▶ [RECORDS SUPPLIED]
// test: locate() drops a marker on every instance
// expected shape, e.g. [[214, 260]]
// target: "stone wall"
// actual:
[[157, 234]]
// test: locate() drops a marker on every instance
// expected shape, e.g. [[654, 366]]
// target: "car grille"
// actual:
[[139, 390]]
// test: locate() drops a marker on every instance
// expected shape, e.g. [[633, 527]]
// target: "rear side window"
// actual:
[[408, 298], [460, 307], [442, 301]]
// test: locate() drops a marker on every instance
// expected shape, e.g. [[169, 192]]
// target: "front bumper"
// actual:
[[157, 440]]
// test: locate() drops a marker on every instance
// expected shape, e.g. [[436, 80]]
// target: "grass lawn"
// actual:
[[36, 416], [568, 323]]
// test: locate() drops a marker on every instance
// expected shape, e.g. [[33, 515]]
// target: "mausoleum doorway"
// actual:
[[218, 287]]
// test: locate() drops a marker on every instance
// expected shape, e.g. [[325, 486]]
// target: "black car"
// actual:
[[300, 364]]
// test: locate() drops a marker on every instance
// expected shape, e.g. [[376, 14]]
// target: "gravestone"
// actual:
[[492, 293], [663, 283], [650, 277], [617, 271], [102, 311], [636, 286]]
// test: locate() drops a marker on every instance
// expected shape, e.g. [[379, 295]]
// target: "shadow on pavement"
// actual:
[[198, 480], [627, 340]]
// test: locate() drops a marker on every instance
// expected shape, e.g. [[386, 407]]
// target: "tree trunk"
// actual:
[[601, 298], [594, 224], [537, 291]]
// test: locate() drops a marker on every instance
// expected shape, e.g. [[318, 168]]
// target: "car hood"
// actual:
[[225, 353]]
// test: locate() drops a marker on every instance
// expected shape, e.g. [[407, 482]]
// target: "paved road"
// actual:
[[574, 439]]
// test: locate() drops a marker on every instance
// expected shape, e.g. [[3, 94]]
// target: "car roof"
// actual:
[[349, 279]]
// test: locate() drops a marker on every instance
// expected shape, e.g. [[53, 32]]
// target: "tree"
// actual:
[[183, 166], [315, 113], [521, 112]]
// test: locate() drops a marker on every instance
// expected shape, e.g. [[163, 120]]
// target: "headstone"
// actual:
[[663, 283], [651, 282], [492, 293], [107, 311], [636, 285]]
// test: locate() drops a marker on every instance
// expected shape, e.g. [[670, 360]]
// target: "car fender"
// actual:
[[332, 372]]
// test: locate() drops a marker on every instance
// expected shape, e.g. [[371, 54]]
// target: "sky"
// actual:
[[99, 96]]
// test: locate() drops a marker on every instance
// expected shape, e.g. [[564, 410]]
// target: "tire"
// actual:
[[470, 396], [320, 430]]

▶ [STATED EXERCISE]
Start at the first line of the items and stop after the line that contains "[[139, 390]]". Write those lines out again in full, requests included, and shift every coordinate in the answers up by 9.

▶ [EXERCISE RESPONSE]
// test: locate() drops a marker on every instance
// expected shape, e.g. [[214, 260]]
// target: "stone wall"
// actual:
[[166, 243]]
// test: locate() drops a marker on every instance
// expected shape, e.g. [[654, 366]]
// target: "car grille"
// actual:
[[148, 399]]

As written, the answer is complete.